• Aim of the exercise: Recast the records below as a Markdown table with the columns Row and Line. Start at the first line and end at the line containing "216;231;224;246", including both. Number each line, skip blank lines, and leave out the pictures.
+ + +
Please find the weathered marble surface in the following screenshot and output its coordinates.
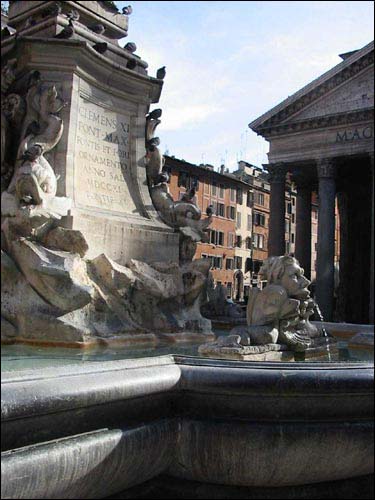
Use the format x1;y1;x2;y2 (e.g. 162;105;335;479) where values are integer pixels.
199;255;335;359
1;65;213;344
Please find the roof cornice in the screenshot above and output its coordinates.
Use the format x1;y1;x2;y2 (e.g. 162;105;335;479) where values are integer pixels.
249;41;374;135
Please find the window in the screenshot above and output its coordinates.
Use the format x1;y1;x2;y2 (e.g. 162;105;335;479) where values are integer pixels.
234;257;242;269
210;229;224;246
178;170;199;191
225;259;234;271
253;233;264;249
236;212;241;228
245;257;253;273
210;255;223;269
253;212;266;227
254;192;264;206
178;171;189;189
212;201;217;215
228;233;235;247
246;191;254;208
216;231;224;246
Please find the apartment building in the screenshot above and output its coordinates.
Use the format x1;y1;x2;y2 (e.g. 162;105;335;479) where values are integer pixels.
164;156;251;300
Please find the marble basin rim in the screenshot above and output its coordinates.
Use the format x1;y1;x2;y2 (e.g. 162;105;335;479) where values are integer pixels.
2;355;374;498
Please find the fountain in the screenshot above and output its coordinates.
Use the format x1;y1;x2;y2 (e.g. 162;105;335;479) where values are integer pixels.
1;1;373;498
199;255;335;361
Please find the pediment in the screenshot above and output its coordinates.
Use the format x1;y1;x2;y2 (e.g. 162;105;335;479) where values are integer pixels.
249;42;374;137
281;68;374;123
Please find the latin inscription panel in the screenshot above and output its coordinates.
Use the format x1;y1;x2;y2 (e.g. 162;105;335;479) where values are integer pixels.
74;97;136;213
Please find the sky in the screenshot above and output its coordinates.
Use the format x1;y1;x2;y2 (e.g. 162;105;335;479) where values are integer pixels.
116;0;374;171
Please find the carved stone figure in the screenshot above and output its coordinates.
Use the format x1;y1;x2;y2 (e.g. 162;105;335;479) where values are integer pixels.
200;255;334;357
146;109;212;263
202;273;243;319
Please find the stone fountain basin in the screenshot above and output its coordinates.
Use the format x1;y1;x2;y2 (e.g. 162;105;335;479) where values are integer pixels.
2;356;374;498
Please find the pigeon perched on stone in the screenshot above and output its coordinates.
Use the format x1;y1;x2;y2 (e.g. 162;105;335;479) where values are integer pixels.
92;42;108;54
147;108;162;120
55;10;79;39
42;2;62;17
156;66;166;80
55;20;75;39
181;187;195;203
126;59;137;69
124;42;137;53
122;5;133;16
89;23;105;35
206;205;214;217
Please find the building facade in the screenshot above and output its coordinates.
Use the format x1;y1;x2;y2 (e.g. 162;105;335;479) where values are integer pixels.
249;42;374;323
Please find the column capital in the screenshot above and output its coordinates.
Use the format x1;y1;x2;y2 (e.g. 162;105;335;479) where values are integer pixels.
266;163;288;183
316;158;336;179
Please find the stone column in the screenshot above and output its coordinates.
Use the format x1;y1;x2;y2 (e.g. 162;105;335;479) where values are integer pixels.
315;159;336;321
267;163;286;257
295;178;311;279
369;152;375;324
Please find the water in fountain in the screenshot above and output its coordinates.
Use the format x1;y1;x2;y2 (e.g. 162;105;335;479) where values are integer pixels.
315;302;331;361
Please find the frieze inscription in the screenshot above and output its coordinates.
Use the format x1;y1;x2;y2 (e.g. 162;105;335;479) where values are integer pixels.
336;125;374;143
74;98;135;212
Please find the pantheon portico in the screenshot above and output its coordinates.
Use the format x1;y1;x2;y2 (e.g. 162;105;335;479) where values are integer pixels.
249;42;374;323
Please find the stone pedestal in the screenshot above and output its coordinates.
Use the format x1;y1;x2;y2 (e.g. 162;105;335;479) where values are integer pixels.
3;1;178;265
+ + +
• Answer for this exercise:
| Row | Line |
|---|---|
| 1 | Please find the weathered marble surface in the following screenshot and output its coordinates. |
| 2 | Use the format x1;y1;x2;y2 (e.g. 162;105;335;479) where values are integer pixels. |
| 3 | 199;255;335;359 |
| 4 | 1;65;213;344 |
| 5 | Please find the roof cornice in the screenshot above and output its coordinates. |
| 6 | Use the format x1;y1;x2;y2 (e.g. 162;105;335;479) where values are integer pixels. |
| 7 | 249;41;374;135 |
| 8 | Please find the window in the screenshot above and output its coordinates. |
| 9 | Use the format x1;y1;x2;y2 (e.g. 162;105;335;479) where values are integer pixels. |
| 10 | 234;257;242;269 |
| 11 | 210;229;224;246 |
| 12 | 178;170;199;191 |
| 13 | 225;259;234;271 |
| 14 | 253;233;264;249 |
| 15 | 236;212;241;228 |
| 16 | 245;257;253;273 |
| 17 | 210;255;223;269 |
| 18 | 253;212;266;227 |
| 19 | 254;192;264;206 |
| 20 | 178;171;189;189 |
| 21 | 212;201;217;215 |
| 22 | 228;233;235;247 |
| 23 | 246;191;254;208 |
| 24 | 216;231;224;246 |